*WHAT YOU ARE ASKED TO DO:* Extract exactly and only the lines of the data below, starting at the line with "Target: smartphone" and stopping after the final line.

*RECORD EXCERPTS:*

--- BEGIN ---

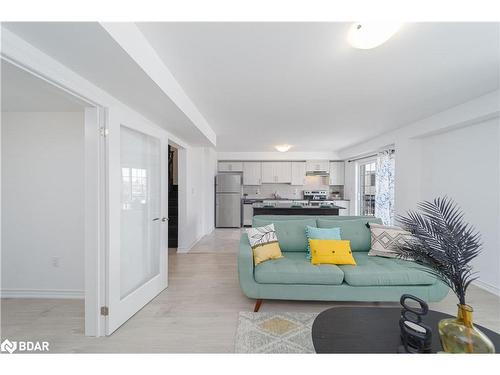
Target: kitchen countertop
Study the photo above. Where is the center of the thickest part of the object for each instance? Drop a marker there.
(329, 206)
(287, 199)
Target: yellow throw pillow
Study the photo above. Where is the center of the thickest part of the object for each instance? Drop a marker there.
(331, 252)
(265, 252)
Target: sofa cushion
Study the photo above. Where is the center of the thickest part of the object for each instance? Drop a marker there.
(294, 268)
(291, 233)
(354, 230)
(377, 271)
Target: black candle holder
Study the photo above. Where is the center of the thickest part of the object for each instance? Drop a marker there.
(416, 337)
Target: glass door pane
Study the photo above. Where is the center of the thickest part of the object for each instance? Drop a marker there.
(140, 156)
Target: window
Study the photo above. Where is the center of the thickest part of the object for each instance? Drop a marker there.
(366, 191)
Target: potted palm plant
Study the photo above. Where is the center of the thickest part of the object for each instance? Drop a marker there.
(443, 242)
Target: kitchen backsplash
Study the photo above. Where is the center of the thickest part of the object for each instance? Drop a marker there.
(290, 191)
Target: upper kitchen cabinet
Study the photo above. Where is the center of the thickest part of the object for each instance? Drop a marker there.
(230, 166)
(298, 173)
(284, 172)
(337, 173)
(276, 172)
(252, 173)
(315, 166)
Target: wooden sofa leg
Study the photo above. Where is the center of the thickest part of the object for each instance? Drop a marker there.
(257, 305)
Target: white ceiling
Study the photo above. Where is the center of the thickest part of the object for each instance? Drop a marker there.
(23, 92)
(262, 84)
(87, 49)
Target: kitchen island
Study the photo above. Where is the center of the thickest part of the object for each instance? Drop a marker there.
(260, 209)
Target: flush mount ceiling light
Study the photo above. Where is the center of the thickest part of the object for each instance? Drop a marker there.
(283, 148)
(366, 35)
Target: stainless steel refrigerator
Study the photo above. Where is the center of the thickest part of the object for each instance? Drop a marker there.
(228, 200)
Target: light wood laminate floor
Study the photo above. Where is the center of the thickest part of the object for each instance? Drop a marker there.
(197, 313)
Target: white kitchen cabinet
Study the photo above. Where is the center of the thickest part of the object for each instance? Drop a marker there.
(345, 204)
(230, 166)
(268, 172)
(284, 172)
(317, 165)
(298, 173)
(276, 172)
(337, 173)
(252, 173)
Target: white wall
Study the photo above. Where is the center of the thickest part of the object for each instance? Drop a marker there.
(197, 169)
(433, 156)
(43, 204)
(464, 165)
(275, 155)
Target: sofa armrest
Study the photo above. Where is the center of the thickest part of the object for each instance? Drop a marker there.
(245, 268)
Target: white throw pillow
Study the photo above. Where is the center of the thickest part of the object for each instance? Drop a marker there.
(385, 238)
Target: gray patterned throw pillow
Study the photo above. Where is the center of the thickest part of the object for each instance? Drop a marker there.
(385, 238)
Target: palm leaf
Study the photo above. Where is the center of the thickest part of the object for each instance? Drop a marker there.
(442, 241)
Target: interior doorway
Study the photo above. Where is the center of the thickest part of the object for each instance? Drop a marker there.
(173, 197)
(43, 195)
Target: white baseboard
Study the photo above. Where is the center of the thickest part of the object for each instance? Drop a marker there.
(185, 249)
(488, 287)
(43, 293)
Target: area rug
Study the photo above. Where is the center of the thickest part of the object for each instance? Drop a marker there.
(267, 332)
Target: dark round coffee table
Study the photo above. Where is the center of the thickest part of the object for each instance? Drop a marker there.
(371, 330)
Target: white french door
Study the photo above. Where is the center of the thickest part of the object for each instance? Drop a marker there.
(136, 266)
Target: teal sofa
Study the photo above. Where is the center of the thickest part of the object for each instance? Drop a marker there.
(293, 277)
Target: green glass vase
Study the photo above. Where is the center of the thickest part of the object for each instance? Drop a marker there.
(458, 335)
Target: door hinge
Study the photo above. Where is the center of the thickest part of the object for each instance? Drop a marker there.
(103, 131)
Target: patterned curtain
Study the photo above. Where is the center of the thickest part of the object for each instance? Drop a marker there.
(384, 187)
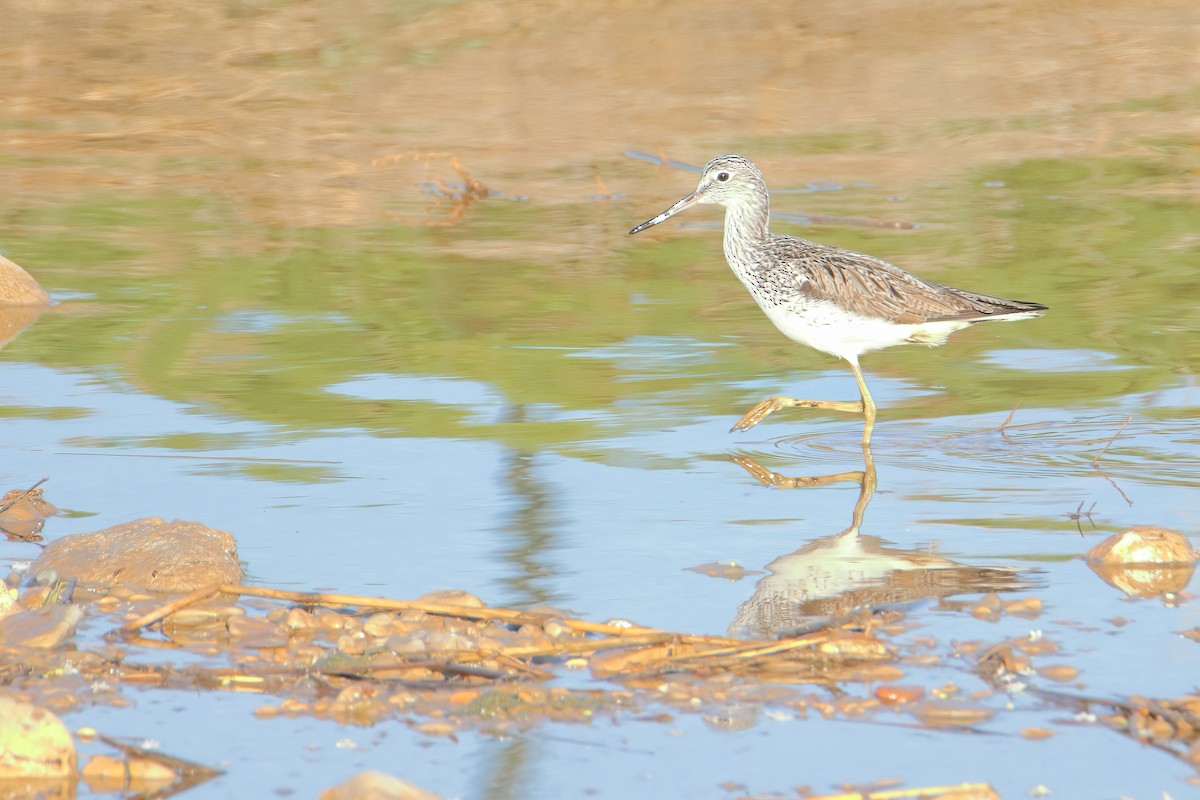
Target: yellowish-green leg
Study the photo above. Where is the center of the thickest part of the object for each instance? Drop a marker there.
(865, 407)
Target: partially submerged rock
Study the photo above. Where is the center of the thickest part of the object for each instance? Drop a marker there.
(34, 743)
(40, 627)
(1145, 561)
(18, 287)
(377, 786)
(150, 553)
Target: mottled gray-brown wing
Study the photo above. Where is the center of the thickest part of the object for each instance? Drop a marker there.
(871, 287)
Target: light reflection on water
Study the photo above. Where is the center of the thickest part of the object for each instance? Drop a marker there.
(382, 390)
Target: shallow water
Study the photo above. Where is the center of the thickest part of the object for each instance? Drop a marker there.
(274, 320)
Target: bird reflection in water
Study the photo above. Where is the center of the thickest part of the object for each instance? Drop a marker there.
(841, 575)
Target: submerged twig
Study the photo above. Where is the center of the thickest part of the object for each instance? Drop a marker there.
(22, 495)
(1096, 461)
(167, 609)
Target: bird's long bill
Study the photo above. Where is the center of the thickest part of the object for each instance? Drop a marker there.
(682, 205)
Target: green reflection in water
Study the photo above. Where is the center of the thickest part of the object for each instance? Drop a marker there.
(190, 304)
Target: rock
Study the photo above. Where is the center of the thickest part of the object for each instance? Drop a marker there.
(377, 786)
(153, 554)
(1145, 561)
(40, 627)
(34, 743)
(18, 287)
(1141, 546)
(453, 597)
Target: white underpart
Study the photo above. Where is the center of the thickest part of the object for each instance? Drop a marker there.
(822, 325)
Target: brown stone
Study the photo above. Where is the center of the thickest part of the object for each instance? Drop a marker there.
(34, 743)
(377, 786)
(150, 553)
(18, 287)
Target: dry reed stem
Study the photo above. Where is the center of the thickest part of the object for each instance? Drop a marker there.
(961, 792)
(190, 599)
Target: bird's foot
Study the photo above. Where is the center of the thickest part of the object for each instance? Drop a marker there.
(760, 411)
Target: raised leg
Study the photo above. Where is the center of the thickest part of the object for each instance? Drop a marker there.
(868, 403)
(865, 407)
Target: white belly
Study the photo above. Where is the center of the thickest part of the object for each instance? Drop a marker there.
(825, 326)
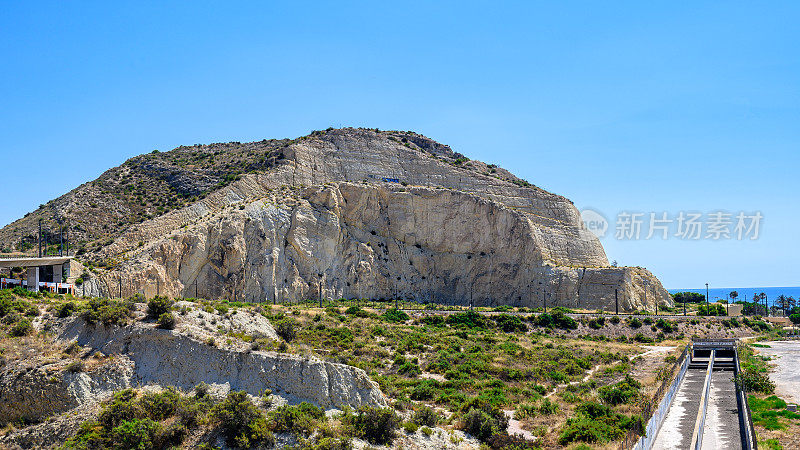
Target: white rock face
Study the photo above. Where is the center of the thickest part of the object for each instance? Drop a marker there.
(323, 223)
(171, 358)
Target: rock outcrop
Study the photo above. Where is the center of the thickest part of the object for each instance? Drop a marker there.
(173, 358)
(361, 213)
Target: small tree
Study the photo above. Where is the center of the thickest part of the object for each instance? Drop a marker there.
(158, 306)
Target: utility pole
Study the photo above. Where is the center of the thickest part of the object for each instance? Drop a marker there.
(470, 298)
(684, 304)
(544, 300)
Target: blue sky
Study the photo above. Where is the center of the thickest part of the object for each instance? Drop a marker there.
(631, 106)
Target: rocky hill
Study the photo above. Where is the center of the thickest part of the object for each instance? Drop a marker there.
(339, 213)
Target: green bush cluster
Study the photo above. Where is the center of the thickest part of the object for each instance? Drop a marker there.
(167, 321)
(66, 309)
(752, 380)
(158, 306)
(286, 329)
(378, 426)
(395, 315)
(711, 310)
(484, 421)
(597, 423)
(597, 323)
(302, 419)
(469, 319)
(510, 323)
(556, 319)
(626, 391)
(108, 312)
(133, 421)
(770, 411)
(242, 423)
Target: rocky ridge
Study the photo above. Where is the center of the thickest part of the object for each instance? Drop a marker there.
(362, 213)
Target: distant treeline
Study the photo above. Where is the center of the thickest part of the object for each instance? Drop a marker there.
(688, 297)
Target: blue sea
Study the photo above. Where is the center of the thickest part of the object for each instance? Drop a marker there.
(744, 293)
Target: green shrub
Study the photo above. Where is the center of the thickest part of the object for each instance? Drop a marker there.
(287, 329)
(108, 312)
(435, 320)
(626, 391)
(484, 422)
(242, 423)
(510, 323)
(166, 321)
(22, 328)
(66, 309)
(410, 427)
(597, 323)
(395, 315)
(135, 434)
(556, 319)
(469, 319)
(302, 419)
(751, 380)
(158, 306)
(160, 405)
(356, 311)
(596, 423)
(378, 426)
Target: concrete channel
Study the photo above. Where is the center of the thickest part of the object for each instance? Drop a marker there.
(706, 412)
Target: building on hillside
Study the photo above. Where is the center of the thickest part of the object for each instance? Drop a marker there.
(51, 273)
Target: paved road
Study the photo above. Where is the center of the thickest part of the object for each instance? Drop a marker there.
(786, 357)
(722, 417)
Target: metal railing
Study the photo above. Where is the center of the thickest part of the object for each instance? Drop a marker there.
(700, 422)
(634, 437)
(748, 432)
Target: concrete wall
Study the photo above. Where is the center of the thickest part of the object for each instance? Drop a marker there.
(33, 278)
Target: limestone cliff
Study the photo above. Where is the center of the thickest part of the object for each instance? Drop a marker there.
(344, 213)
(361, 213)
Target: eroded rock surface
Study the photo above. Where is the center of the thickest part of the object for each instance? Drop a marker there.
(362, 213)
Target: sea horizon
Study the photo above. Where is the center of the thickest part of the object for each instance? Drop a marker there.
(745, 293)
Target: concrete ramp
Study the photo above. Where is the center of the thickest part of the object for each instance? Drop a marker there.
(707, 412)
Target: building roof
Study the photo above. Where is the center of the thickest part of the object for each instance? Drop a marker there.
(33, 262)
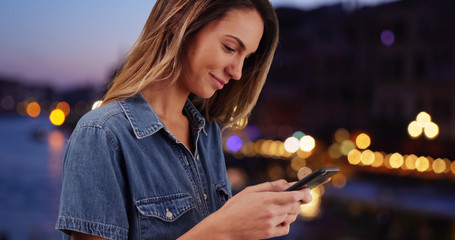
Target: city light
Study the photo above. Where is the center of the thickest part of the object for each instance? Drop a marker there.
(57, 117)
(367, 157)
(414, 129)
(292, 144)
(307, 143)
(423, 124)
(65, 107)
(33, 109)
(363, 141)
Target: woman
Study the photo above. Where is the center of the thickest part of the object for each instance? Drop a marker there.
(149, 164)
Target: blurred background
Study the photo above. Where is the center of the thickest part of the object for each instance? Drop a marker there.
(363, 85)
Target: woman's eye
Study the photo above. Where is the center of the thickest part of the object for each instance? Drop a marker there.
(229, 49)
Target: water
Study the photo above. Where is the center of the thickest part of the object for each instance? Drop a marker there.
(30, 177)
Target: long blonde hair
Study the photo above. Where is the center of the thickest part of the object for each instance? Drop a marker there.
(157, 55)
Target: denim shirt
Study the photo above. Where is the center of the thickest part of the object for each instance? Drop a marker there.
(125, 176)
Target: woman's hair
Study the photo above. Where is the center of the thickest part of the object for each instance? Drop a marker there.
(157, 55)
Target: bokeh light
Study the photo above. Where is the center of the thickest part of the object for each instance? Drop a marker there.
(431, 130)
(65, 107)
(57, 117)
(396, 160)
(33, 109)
(354, 157)
(422, 164)
(423, 118)
(363, 141)
(307, 143)
(292, 144)
(367, 157)
(378, 159)
(410, 162)
(298, 134)
(414, 129)
(439, 166)
(346, 146)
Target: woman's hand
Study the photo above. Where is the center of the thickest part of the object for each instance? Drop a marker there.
(257, 212)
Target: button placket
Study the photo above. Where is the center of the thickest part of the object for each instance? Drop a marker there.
(169, 214)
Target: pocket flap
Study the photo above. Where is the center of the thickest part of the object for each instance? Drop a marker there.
(167, 208)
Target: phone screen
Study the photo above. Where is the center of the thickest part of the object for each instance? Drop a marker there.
(315, 178)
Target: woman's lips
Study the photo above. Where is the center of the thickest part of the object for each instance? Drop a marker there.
(218, 82)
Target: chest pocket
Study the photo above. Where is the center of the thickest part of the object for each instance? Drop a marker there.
(167, 208)
(165, 217)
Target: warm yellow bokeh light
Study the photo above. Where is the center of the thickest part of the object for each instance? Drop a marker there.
(57, 117)
(414, 129)
(292, 144)
(422, 164)
(431, 130)
(378, 159)
(307, 143)
(423, 119)
(410, 162)
(396, 160)
(346, 147)
(65, 107)
(298, 163)
(367, 157)
(363, 141)
(33, 109)
(303, 154)
(439, 166)
(354, 157)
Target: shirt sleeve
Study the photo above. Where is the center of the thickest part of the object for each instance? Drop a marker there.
(93, 197)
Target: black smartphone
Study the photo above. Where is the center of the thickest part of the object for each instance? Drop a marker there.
(315, 178)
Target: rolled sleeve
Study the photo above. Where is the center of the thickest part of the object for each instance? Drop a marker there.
(93, 191)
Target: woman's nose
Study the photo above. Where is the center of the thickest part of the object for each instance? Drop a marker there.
(235, 69)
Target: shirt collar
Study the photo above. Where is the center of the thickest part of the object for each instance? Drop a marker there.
(145, 121)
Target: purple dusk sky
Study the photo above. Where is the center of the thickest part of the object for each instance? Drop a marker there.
(68, 44)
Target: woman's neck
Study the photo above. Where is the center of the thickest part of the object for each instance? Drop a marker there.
(166, 100)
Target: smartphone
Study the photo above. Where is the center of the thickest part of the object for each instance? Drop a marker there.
(315, 178)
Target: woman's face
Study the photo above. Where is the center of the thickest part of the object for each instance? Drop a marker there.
(216, 54)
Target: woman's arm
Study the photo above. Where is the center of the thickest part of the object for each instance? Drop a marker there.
(257, 212)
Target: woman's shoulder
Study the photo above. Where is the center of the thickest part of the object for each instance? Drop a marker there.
(104, 116)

--- END ---

*ANSWER FOR THE TASK:*
Target: smartphone
Study the photo above. Where is the center of the thickest part of the object for each instance? Drop a marker there.
(315, 178)
Target: woman's face
Study the photo above. Where is the center of the thickest part of the object for each instance? Drop a marker there.
(216, 54)
Target: woman's arm
Study the photo above. Where is the center of the thickest part of the object for each instance? Drop a marker there.
(257, 212)
Target: woman's shoulder
Study the photo above. Where is the center of the thickest part of the object for each instance? Drop a marker there.
(104, 116)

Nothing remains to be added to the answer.